**** DOCUMENT SECTION ****
“Decisions are made at headquarters and do not take into account that the consumer here is different”; “I can’t reach my weekly sales target because there is no stock”; “We have everything ready to produce, but we lack the inputs”; “That information is held by Finance, not us”, are some of the phrases we often hear when something in collaboration fails.

Today, no one doubts that collaboration is important; it is no longer thought that a company can win in such a competitive market by operating in silos. However, to collaborate, it is not enough to believe in its importance. Nor does collaborating represent the same thing for every organization: its meaning can vary according to its scale, the way it is structured, and its strategic priorities. Likewise, it does not mean the same thing for all areas and levels within the same company: probably the type of collaboration required in an operational area is different from that needed in innovation areas.

Different structural models, different collaboration needs

In our quest to understand what each type of organization means and needs, we have analyzed three structural models: the more traditional hierarchical pyramid, the organic one formed by agile teams, and the networked one, as an evolution of the matrix structure where different nodes are created through the interaction between global and local teams, by function and by category.

In the first of these structures, the more traditional pyramid, there is usually a clear hierarchy model with decisions made at different levels and processes that cross the various areas.

In these cases, for collaboration to occur, it is necessary for each team to have a clear understanding of what is expected of them and to meet those objectives within the proposed time, so that the task can properly follow the established workflow.
****
▸ PROBLEM REQUIREMENTS
Continue the text on collaboration across organizational structures from the point where it stops.
**** SUPPLIED ENTRIES ****
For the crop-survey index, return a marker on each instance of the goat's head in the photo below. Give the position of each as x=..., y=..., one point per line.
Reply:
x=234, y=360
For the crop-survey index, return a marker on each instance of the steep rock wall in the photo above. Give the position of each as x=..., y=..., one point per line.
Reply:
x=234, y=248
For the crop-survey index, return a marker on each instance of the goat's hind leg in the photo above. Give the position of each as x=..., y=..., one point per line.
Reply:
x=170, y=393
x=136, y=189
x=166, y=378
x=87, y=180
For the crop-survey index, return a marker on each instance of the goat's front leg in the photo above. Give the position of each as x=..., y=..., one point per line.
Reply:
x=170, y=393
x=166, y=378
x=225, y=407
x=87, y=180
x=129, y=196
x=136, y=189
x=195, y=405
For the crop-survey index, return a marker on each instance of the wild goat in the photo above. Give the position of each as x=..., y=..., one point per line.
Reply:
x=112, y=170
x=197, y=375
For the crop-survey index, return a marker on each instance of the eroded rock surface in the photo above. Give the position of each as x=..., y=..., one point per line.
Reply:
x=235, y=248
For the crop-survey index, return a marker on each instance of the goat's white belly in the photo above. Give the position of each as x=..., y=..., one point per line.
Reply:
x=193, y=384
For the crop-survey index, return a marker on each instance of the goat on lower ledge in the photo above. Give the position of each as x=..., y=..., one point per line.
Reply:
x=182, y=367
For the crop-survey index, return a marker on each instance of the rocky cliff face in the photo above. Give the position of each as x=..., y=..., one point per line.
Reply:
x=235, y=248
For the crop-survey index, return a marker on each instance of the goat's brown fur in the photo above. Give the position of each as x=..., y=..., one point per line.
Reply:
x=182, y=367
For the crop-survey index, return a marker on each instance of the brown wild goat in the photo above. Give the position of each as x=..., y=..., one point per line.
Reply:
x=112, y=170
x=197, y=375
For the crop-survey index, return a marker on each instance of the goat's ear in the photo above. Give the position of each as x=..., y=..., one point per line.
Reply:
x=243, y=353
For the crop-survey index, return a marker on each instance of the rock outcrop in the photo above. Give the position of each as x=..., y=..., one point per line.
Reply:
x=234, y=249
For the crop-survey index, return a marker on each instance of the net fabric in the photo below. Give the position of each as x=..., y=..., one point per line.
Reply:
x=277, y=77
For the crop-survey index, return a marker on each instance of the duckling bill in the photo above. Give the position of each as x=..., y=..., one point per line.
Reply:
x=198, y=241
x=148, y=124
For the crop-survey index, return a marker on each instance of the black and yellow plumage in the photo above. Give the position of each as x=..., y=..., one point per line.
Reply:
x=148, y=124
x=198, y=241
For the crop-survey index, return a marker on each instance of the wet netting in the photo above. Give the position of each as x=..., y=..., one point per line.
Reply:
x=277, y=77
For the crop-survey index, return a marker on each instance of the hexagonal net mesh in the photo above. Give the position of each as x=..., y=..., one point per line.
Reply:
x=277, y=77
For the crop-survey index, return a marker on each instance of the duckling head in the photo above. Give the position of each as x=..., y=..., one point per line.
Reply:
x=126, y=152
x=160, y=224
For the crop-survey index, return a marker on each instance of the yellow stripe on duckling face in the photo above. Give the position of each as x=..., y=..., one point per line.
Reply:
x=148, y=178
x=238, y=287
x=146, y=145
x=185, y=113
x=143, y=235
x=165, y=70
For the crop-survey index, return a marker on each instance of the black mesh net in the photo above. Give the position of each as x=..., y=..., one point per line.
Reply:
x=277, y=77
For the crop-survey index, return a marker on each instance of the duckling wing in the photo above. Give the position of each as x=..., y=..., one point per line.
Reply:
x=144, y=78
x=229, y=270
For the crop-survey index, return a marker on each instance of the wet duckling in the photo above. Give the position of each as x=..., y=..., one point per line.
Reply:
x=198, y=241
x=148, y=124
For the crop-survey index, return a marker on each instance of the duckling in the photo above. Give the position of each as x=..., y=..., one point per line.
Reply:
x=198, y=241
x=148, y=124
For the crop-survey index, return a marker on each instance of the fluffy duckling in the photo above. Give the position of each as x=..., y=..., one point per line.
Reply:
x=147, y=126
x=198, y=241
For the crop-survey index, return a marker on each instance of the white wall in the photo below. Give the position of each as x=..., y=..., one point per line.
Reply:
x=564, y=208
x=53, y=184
****
▸ RESPONSE FOR THIS EXERCISE
An example of this is what happens between the Purchasing and Manufacturing areas. The Purchasing team usually has a catalog with technical specifications and time and cost objectives to meet. If these requirements are successfully met, the inputs can be correctly delivered to the Production department. However, if there is no collaboration and effective communication between both areas, delays in the delivery of inputs may occur, or the necessary specifications may not be met, which would affect the production process.

This is why the main challenge in this model is that the communication interfaces are very well defined: who from each team acts as a link with the others, what the workflow is like, what the requirements of each area are to function, how and when one team should deliver its product or service to another.

On the other hand, the organic structure tends to organize itself with agile teams, known as squads, with clear priorities and objectives defined within a specific period.

This model is very common in areas of innovation or solution development, even within traditional organizations.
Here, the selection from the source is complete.